(Items listed in a dataset)
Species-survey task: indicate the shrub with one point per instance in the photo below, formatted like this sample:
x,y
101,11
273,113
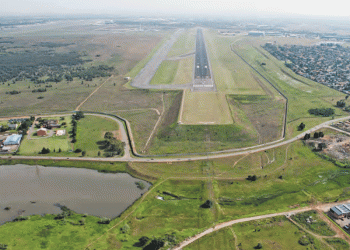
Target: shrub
x,y
207,204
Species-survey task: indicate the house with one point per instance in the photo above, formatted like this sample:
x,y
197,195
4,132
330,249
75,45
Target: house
x,y
51,124
13,140
41,132
60,132
13,126
340,211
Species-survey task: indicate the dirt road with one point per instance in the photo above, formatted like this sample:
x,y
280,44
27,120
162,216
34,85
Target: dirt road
x,y
232,222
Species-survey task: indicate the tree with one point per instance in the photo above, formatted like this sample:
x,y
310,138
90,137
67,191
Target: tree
x,y
307,136
259,246
321,146
301,126
108,135
207,204
341,104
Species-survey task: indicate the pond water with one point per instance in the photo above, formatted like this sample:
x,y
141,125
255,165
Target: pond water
x,y
29,190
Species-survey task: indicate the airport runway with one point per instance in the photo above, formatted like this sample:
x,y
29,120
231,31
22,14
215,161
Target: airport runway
x,y
203,80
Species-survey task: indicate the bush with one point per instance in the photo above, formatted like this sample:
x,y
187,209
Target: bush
x,y
104,220
124,229
140,185
207,204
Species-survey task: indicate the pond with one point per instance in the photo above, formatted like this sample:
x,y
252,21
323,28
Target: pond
x,y
29,190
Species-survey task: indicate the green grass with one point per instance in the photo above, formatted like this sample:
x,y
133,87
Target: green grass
x,y
222,239
44,232
306,179
165,73
338,243
303,94
184,44
34,145
205,108
315,224
274,233
90,132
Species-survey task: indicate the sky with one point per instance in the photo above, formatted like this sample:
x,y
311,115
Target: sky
x,y
335,8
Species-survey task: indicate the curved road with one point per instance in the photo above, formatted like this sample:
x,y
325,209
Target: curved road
x,y
128,157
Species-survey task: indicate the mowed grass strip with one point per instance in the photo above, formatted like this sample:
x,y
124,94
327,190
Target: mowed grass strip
x,y
90,133
231,74
205,108
165,73
34,146
272,233
186,43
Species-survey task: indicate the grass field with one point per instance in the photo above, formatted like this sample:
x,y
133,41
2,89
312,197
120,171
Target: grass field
x,y
34,145
313,222
90,133
287,177
122,51
303,94
186,43
274,233
205,108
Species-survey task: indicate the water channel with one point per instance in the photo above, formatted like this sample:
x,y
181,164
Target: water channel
x,y
29,190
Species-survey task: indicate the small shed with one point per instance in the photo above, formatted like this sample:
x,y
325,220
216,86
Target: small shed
x,y
13,140
41,132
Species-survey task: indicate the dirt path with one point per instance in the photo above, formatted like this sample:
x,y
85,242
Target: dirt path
x,y
156,125
87,98
232,222
127,216
319,237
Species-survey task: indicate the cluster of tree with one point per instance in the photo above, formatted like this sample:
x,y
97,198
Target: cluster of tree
x,y
251,178
341,104
45,151
66,212
78,115
3,246
75,117
301,126
156,243
13,92
322,111
25,125
112,146
39,90
35,64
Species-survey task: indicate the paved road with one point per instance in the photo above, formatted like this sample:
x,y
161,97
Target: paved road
x,y
212,155
232,222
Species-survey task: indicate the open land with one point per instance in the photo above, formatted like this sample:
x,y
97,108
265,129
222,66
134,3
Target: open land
x,y
185,186
291,177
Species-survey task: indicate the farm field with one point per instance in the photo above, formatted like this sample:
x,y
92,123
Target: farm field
x,y
121,51
34,145
303,94
90,133
177,69
205,108
306,179
270,233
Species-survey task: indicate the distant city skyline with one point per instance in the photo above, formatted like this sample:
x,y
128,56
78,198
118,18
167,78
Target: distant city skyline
x,y
223,8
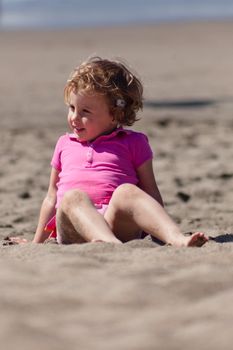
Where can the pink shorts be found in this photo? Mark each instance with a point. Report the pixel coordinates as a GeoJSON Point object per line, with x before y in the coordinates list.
{"type": "Point", "coordinates": [50, 227]}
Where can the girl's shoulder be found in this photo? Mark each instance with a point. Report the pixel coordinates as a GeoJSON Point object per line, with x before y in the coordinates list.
{"type": "Point", "coordinates": [135, 136]}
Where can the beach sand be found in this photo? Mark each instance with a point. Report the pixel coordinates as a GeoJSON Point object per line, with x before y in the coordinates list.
{"type": "Point", "coordinates": [139, 295]}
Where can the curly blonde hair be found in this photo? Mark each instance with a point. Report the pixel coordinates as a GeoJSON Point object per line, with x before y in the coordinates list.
{"type": "Point", "coordinates": [112, 79]}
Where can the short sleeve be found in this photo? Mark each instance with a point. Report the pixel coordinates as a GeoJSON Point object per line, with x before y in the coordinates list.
{"type": "Point", "coordinates": [56, 158]}
{"type": "Point", "coordinates": [140, 149]}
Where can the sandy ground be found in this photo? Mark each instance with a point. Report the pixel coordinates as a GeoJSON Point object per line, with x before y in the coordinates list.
{"type": "Point", "coordinates": [140, 295]}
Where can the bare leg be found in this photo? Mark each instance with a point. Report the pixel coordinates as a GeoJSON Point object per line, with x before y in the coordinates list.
{"type": "Point", "coordinates": [131, 210]}
{"type": "Point", "coordinates": [78, 221]}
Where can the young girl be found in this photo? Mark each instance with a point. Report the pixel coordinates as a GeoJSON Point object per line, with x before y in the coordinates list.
{"type": "Point", "coordinates": [102, 186]}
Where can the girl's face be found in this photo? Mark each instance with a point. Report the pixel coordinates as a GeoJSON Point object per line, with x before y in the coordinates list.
{"type": "Point", "coordinates": [89, 116]}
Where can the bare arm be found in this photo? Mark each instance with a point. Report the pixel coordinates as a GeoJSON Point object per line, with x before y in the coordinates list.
{"type": "Point", "coordinates": [47, 208]}
{"type": "Point", "coordinates": [147, 181]}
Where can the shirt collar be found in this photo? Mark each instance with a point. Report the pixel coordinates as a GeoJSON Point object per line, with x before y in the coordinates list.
{"type": "Point", "coordinates": [116, 132]}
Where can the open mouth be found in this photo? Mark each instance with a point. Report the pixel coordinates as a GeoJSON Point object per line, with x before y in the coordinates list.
{"type": "Point", "coordinates": [79, 129]}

* **Short problem**
Make an exact copy of the whole listing, but don't bring over any pictures.

* **Exercise result**
Species-survey task: indicate the shrub with one point per instance in the photo below, formatted like this sample:
x,y
101,11
273,113
Target: shrub
x,y
207,204
Species-survey task: indicate the house with one point per instance in the photo above, formatted like this sample:
x,y
197,195
4,132
330,249
75,45
Target: house
x,y
51,124
13,140
41,132
60,132
13,126
340,211
Species-survey task: indicate the dirt road with one point per instance in the photo above, formatted like this sample:
x,y
280,44
27,120
162,216
34,85
Target: dirt road
x,y
232,222
Species-survey task: indicate the tree with one point per instance in the photo above, formatted like this sample:
x,y
310,138
90,137
67,191
Target: tree
x,y
307,136
259,246
321,146
301,126
108,135
207,204
341,104
Species-survey task: indicate the pond water with one point per instance in the photo above, formatted like this sample:
x,y
141,125
255,165
Target: pond water
x,y
29,190
Species-survey task: indicate the airport runway with one point per instance in the photo above, formatted like this sample:
x,y
29,120
231,31
22,14
215,161
Target: airport runway
x,y
203,80
Species-survey task: indicate the bush with one point per instance in the photo above, formatted like this sample:
x,y
187,209
Target: bush
x,y
104,220
124,229
140,185
207,204
Species-survey task: indicate the pond with one point per instance in the photo above, formatted like this sample:
x,y
252,21
323,28
Target: pond
x,y
29,190
Species-survey task: indicate the green grass with one point per instance in the photo above, formatted like this sample:
x,y
133,87
Target: green grass
x,y
222,239
44,232
306,179
165,73
338,243
303,94
184,44
34,145
205,108
315,224
274,233
90,132
Species-survey task: indicate the sky with one point per instance in the photo above, formatted like this sample:
x,y
311,115
Target: sky
x,y
335,8
Species-survey task: indicate the curved road with one point per instance in the photo above, formatted like this sample:
x,y
325,209
Target: curved road
x,y
128,157
Species-survey task: indicate the mowed grass strip with one point per instance in the photo above, formatted like this sample:
x,y
124,94
327,190
Target: mowed grass strip
x,y
90,133
231,74
205,108
165,73
34,146
272,233
186,43
Species-survey task: indicate the grass field with one point per instance in the photo above, formatted like this sample:
x,y
133,41
2,89
312,197
120,171
Target: grass field
x,y
34,145
313,222
90,133
287,177
122,51
303,94
186,43
274,233
205,108
Species-survey task: indicate the water channel with one point per instance in the photo above, formatted like this sample:
x,y
181,164
Target: water channel
x,y
29,190
Species-survey task: indicate the small shed with one point per instance in the photo above, formatted like this sample:
x,y
325,220
216,86
Target: small shed
x,y
13,140
41,132
Species-survey task: indicate the dirt path with one point per instance in the photo above, formatted like this sample:
x,y
85,242
Target: dirt path
x,y
156,125
87,98
232,222
127,216
319,237
Species-survey task: indicate the cluster of tree with one point per instance in the photo above, formatted like this sample:
x,y
97,198
Target: cluster of tree
x,y
251,178
341,104
45,151
66,212
78,115
3,246
75,117
301,126
156,243
13,92
322,111
25,125
112,146
39,90
35,64
Species-survey task: indicate the paved road with one point per instance in the photo above, formatted like this sample:
x,y
161,97
Target: paved road
x,y
212,155
232,222
Species-survey task: indicate the open land with one point per instance in the photo above, formatted like this sample:
x,y
97,108
265,129
222,66
134,3
Target: open land
x,y
185,186
291,177
Species-survey task: indicate the farm field with one point per instance in the photo above, formatted like this sample:
x,y
92,123
Target: farm field
x,y
121,51
34,145
303,94
90,133
177,69
205,108
306,179
270,233
Species-survey task: indicate the distant city skyline with one point per instance in the photo above, formatted like this sample:
x,y
128,56
78,198
118,18
167,78
Target: distant city skyline
x,y
223,8
Where can the pink shorts be found in this photo? Mark each instance with a point. Report the pixel coordinates as a GeoJSON Point object per line, with x before y in the coordinates list.
{"type": "Point", "coordinates": [50, 227]}
Where can the girl's shoulder be found in this photo? Mark each instance with a point. Report the pixel coordinates as a GeoJSON Point object per line, with x before y in the coordinates list.
{"type": "Point", "coordinates": [135, 136]}
Where can the beach sand be found in this photo? Mark each instance with a point. Report the pixel coordinates as a GeoJSON Point object per line, with x before y in the coordinates list.
{"type": "Point", "coordinates": [139, 295]}
Where can the curly blonde hair be found in this photo? Mark each instance with a point. Report the pixel coordinates as a GeoJSON Point object per line, with x before y in the coordinates list.
{"type": "Point", "coordinates": [112, 79]}
Where can the short sleeve be found in this photo? Mark each instance with a point. Report the pixel coordinates as a GeoJSON Point object per line, with x before y in the coordinates list.
{"type": "Point", "coordinates": [56, 158]}
{"type": "Point", "coordinates": [140, 149]}
Where can the sandy ground be found in this photo? Mark each instance with a point. Report the pixel coordinates as a GeoJSON Point object per line, with x before y in the coordinates list.
{"type": "Point", "coordinates": [140, 295]}
Where can the bare leg be found in this photo? Mark each instance with a point. Report the pixel coordinates as a GeoJSON Point object per line, with x before y in the coordinates list.
{"type": "Point", "coordinates": [131, 210]}
{"type": "Point", "coordinates": [78, 221]}
Where can the young girl be found in this photo? Mark each instance with a point. Report the pixel coordinates as a GeoJSON Point object per line, with x before y in the coordinates list.
{"type": "Point", "coordinates": [102, 186]}
Where can the girl's face be found in this photo? Mark each instance with a point. Report the pixel coordinates as a GeoJSON Point object per line, with x before y in the coordinates list.
{"type": "Point", "coordinates": [89, 116]}
Where can the bare arm be found in this photo? Mark each instance with a point. Report the pixel coordinates as a GeoJSON Point object per line, with x before y in the coordinates list.
{"type": "Point", "coordinates": [47, 208]}
{"type": "Point", "coordinates": [147, 181]}
Where can the shirt collar be found in this photo? Mark each instance with a point. Report the pixel coordinates as a GeoJSON Point object per line, with x before y in the coordinates list.
{"type": "Point", "coordinates": [116, 132]}
Where can the open mouth be found in this photo? Mark each instance with a point. Report the pixel coordinates as a GeoJSON Point object per line, with x before y in the coordinates list.
{"type": "Point", "coordinates": [79, 129]}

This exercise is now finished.